> [Aim]: Render all of the material below as a Markdown table with two columns, Row and Line. Give each line its own row with a number, and leave out blank lines.
* Start Material provided *
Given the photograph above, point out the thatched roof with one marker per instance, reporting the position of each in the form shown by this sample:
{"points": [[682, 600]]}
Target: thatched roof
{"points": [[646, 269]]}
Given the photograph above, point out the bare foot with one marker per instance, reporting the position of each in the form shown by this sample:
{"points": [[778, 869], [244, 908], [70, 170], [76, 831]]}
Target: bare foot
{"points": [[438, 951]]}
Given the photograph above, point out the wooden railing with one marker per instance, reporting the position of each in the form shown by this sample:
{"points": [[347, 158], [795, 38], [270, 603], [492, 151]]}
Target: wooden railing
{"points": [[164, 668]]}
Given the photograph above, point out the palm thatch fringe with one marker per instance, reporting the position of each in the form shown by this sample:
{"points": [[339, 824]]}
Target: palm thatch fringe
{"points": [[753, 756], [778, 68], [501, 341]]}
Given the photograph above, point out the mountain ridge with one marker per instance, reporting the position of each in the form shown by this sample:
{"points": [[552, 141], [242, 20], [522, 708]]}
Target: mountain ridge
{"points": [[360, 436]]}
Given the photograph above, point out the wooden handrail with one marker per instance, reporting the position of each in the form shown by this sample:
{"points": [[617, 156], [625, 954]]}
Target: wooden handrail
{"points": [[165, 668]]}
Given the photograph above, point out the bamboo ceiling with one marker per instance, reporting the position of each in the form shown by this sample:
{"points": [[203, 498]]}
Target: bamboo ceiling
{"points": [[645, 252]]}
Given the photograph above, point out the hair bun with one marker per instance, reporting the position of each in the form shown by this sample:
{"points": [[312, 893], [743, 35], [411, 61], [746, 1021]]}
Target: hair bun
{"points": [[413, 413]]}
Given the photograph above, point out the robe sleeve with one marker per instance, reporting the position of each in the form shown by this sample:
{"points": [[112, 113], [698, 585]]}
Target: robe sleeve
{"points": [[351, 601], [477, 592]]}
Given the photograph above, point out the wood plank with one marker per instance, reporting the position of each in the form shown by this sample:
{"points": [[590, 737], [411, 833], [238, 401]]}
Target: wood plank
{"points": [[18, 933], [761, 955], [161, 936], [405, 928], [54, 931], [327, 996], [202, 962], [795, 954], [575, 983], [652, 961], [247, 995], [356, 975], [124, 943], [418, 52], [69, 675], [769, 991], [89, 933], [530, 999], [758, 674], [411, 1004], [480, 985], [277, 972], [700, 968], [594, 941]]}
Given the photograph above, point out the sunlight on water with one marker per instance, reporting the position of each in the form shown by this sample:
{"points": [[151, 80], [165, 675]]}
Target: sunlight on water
* End Material provided *
> [Result of this exercise]:
| Row | Line |
|---|---|
| 1 | Given the photograph above, point out the thatched roof with one marker per instance, reporting the position of each in the form shown by this sample: |
| 2 | {"points": [[682, 600]]} |
| 3 | Target: thatched roof |
| 4 | {"points": [[646, 269]]} |
| 5 | Given the photograph above, point out the bare foot with one marker per instance, reporting the position of each in the form shown by this sample: |
| 6 | {"points": [[778, 869], [244, 908], [70, 170], [76, 831]]} |
| 7 | Target: bare foot |
| 8 | {"points": [[438, 951]]} |
| 9 | Given the photograph above, point out the wooden railing with one marker per instance, reporting the position of each in the form shown by this sample: |
| 10 | {"points": [[347, 158], [795, 38], [270, 603], [492, 151]]} |
| 11 | Target: wooden railing |
| 12 | {"points": [[164, 668]]} |
| 13 | Given the photograph above, point out the palm thatch fringe with one marker per instance, reporting the position of each in the form shown by this sample: |
| 14 | {"points": [[339, 824]]} |
| 15 | Target: palm thatch fringe |
| 16 | {"points": [[753, 756], [778, 68], [501, 341]]} |
| 17 | Given the photograph above, point out the mountain ridge with one marker per instance, reporting the position of each in the form shown by this sample: |
| 18 | {"points": [[552, 141], [242, 20], [522, 708]]} |
| 19 | Target: mountain ridge |
| 20 | {"points": [[360, 436]]} |
| 21 | Given the photograph above, point out the wooden handrail with one marker per instance, reporting the position of each in the form shown by this sample: |
| 22 | {"points": [[617, 156], [625, 954]]} |
| 23 | Target: wooden handrail |
| 24 | {"points": [[165, 668]]} |
| 25 | Given the photograph above, point out the bamboo ceiling with one marker per instance, reporting the position of each in the form shown by this sample: |
| 26 | {"points": [[203, 498]]} |
| 27 | Target: bamboo ceiling |
| 28 | {"points": [[645, 252]]} |
| 29 | Given the photograph above, point out the hair bun with one marker per instance, reporting the position of each in the form shown by this sample: |
| 30 | {"points": [[312, 893], [743, 35], [411, 61], [746, 1021]]} |
| 31 | Target: hair bun |
| 32 | {"points": [[413, 413]]} |
| 33 | Given the photograph above, point out the robe sleeve with one marker per instance, reporting the position of each in the form shown by this sample: |
| 34 | {"points": [[112, 113], [698, 585]]} |
| 35 | Target: robe sleeve |
| 36 | {"points": [[351, 601], [477, 592]]} |
| 37 | Given the photograph above, point out the wood plank with one marker per instance, reporting the position of each in the form shown by this sample: |
| 38 | {"points": [[590, 737], [411, 833], [238, 401]]} |
| 39 | Target: wood plank |
| 40 | {"points": [[18, 933], [761, 955], [161, 936], [405, 928], [54, 931], [327, 996], [202, 962], [795, 954], [575, 983], [652, 961], [247, 995], [356, 975], [124, 943], [418, 52], [69, 675], [769, 991], [89, 933], [530, 999], [758, 674], [411, 1004], [480, 985], [277, 972], [700, 968], [594, 941]]} |
| 41 | Given the photograph above, point out the sunlight on water with one marker per instance, reporting the position of each in the form shown by this sample: |
| 42 | {"points": [[151, 80], [165, 675]]} |
| 43 | Target: sunlight on water |